Masking the intermediate 5D Conv2D output

@ptrblck I followed your post to get the following.

However, because of the loops, the solution is slow when we have multiple groups. How should I get the 5D output without the loops for the case when the mask_convolution function itself has groups > 1

def mask_convolution(input, kernel_wt, padding= 0, stride= 1, \
        groups= 1, mask= None, mask_patches= False, debug= False):

    output       = cast_to_cpu_cuda_tensor(torch.zeros((batch, out_channels, Hout, Wout)), reference_tensor= input)
    index_input  = torch.arange(groups+1)*(in_channels//groups)
    index_output = torch.arange(groups+1)*(out_channels//groups)

    for i in range(groups):
        inp_group             = input[:, index_input[i]:index_input[i+1]]
        norm_kernel_wt_interm = norm_kernel_wt[index_output[i]:index_output[i+1]]\
                                        .reshape(out_channels_grp * in_channels_grp, 1, K, K)
        
        # B x Cout*Cin x Hout x Wout
        output_grp            = F.conv2d(inp_group, norm_kernel_wt_interm, padding= padding, stride= stride, groups= in_channels_grp)

→ Recorded data:
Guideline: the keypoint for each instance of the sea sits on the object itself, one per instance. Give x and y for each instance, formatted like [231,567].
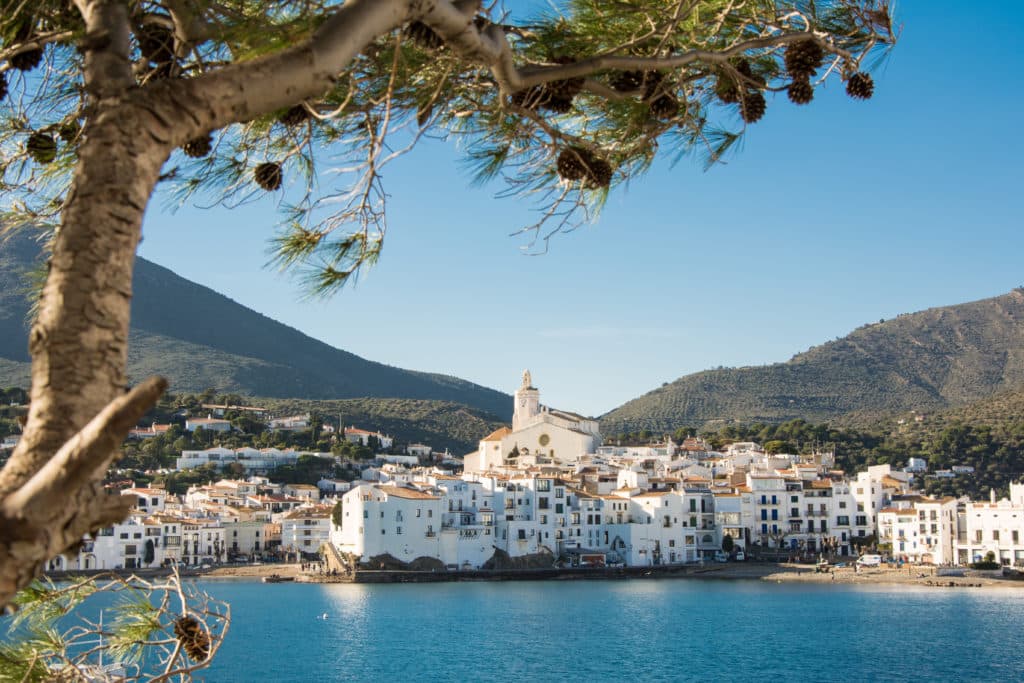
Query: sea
[637,630]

→ Written request: In the forum post about masking the intermediate 5D Conv2D output, what makes the solution slow when there are multiple groups?

→ The completed task: The loops make it slow.